----- DATASET ROWS
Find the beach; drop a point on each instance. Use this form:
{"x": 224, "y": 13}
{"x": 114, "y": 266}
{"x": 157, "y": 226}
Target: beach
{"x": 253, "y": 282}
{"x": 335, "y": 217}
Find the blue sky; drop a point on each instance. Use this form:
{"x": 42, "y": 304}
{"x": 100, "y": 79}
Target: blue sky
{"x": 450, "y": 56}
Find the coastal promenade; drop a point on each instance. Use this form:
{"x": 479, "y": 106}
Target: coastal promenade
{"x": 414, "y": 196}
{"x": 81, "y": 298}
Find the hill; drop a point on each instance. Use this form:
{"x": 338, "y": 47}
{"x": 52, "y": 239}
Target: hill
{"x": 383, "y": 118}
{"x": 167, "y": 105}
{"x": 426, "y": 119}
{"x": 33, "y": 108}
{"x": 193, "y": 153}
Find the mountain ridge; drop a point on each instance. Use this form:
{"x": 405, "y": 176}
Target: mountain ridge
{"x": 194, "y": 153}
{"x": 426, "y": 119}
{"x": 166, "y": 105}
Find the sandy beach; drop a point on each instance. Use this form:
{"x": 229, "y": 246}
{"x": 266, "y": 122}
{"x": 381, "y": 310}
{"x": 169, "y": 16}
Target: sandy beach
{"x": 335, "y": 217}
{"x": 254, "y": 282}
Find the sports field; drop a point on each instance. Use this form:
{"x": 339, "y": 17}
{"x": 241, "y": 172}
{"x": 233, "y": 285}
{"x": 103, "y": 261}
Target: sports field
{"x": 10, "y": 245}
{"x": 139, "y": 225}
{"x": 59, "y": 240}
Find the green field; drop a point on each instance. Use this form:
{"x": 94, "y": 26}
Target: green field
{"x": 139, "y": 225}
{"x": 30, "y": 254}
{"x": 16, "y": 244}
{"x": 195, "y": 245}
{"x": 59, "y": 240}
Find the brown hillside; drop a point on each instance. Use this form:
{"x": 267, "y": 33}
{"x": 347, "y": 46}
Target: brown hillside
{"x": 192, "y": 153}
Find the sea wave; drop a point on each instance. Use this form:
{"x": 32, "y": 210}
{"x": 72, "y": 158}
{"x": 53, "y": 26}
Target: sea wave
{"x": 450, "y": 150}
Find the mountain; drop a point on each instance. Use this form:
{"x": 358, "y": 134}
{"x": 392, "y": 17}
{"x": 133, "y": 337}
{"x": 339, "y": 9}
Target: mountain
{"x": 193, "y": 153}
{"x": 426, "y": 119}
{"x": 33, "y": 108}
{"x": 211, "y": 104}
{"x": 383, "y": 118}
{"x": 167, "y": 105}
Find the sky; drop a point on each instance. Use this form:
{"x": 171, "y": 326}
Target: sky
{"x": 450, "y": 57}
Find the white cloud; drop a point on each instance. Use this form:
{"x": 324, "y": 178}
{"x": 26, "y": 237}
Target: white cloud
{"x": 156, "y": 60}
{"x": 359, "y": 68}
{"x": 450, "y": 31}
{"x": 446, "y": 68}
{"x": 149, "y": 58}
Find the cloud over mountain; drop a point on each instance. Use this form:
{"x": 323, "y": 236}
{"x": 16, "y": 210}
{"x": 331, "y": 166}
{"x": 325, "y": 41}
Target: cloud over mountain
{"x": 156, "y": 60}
----------
> [STATED PROBLEM] Can you put every line of the items above into a numbered list, leaving out any blank lines?

> [FINAL RESULT]
1. Find the beach; drop a point on each instance. Use this form:
2. {"x": 224, "y": 13}
3. {"x": 114, "y": 266}
4. {"x": 157, "y": 226}
5. Target: beach
6. {"x": 253, "y": 282}
7. {"x": 335, "y": 217}
8. Find the blue sky; drop a point on each instance. Use this form:
9. {"x": 42, "y": 304}
10. {"x": 100, "y": 79}
11. Target: blue sky
12. {"x": 450, "y": 56}
13. Find the coastal promenade; drop a point on each instance. Use this form:
14. {"x": 479, "y": 106}
15. Target: coastal promenade
16. {"x": 414, "y": 196}
17. {"x": 81, "y": 298}
18. Find the hill; drop a point on each instance. Use this form:
19. {"x": 338, "y": 47}
20. {"x": 52, "y": 239}
21. Target: hill
22. {"x": 383, "y": 118}
23. {"x": 167, "y": 105}
24. {"x": 426, "y": 119}
25. {"x": 33, "y": 108}
26. {"x": 193, "y": 153}
27. Find the mountain ridge; drop a point on each instance. Use this form:
28. {"x": 405, "y": 176}
29. Target: mountain ridge
30. {"x": 194, "y": 153}
31. {"x": 426, "y": 119}
32. {"x": 166, "y": 105}
33. Find the sandy beach; drop a point on each instance. Use this form:
34. {"x": 229, "y": 246}
35. {"x": 266, "y": 122}
36. {"x": 381, "y": 310}
37. {"x": 169, "y": 16}
38. Target: sandy beach
39. {"x": 335, "y": 217}
40. {"x": 254, "y": 282}
41. Find the sports field; drop a point on each instance. Use this form:
42. {"x": 339, "y": 17}
43. {"x": 241, "y": 172}
44. {"x": 233, "y": 285}
45. {"x": 103, "y": 261}
46. Target: sports field
47. {"x": 10, "y": 245}
48. {"x": 139, "y": 225}
49. {"x": 59, "y": 240}
50. Find the green field; drop a point on each instance. Use this form:
51. {"x": 94, "y": 26}
52. Target: green field
53. {"x": 139, "y": 225}
54. {"x": 30, "y": 254}
55. {"x": 16, "y": 244}
56. {"x": 195, "y": 245}
57. {"x": 59, "y": 240}
58. Find the brown hillside; drop a point on each instance. Use this form:
59. {"x": 267, "y": 33}
60. {"x": 347, "y": 46}
61. Target: brown hillside
62. {"x": 192, "y": 153}
63. Find the sea wave; drop a point on each instance. Use this form:
64. {"x": 32, "y": 210}
65. {"x": 72, "y": 158}
66. {"x": 53, "y": 26}
67. Target: sea wave
68. {"x": 450, "y": 150}
69. Find the mountain; drop a point on each instance. Use this form:
70. {"x": 358, "y": 134}
71. {"x": 392, "y": 17}
72. {"x": 133, "y": 337}
73. {"x": 339, "y": 9}
74. Target: mountain
75. {"x": 193, "y": 153}
76. {"x": 426, "y": 119}
77. {"x": 33, "y": 108}
78. {"x": 211, "y": 104}
79. {"x": 383, "y": 118}
80. {"x": 167, "y": 105}
81. Find the sky; drop a point on each instance. Use this form:
82. {"x": 171, "y": 326}
83. Target: sky
84. {"x": 450, "y": 57}
85. Find the white cloud; drop a point on each instance. Use this form:
86. {"x": 324, "y": 178}
87. {"x": 26, "y": 237}
88. Target: white cloud
89. {"x": 156, "y": 60}
90. {"x": 359, "y": 68}
91. {"x": 450, "y": 31}
92. {"x": 446, "y": 68}
93. {"x": 149, "y": 58}
94. Find the cloud over mountain; drop a point on each instance. Use this form:
95. {"x": 323, "y": 236}
96. {"x": 16, "y": 210}
97. {"x": 331, "y": 166}
98. {"x": 325, "y": 41}
99. Target: cloud over mountain
100. {"x": 156, "y": 60}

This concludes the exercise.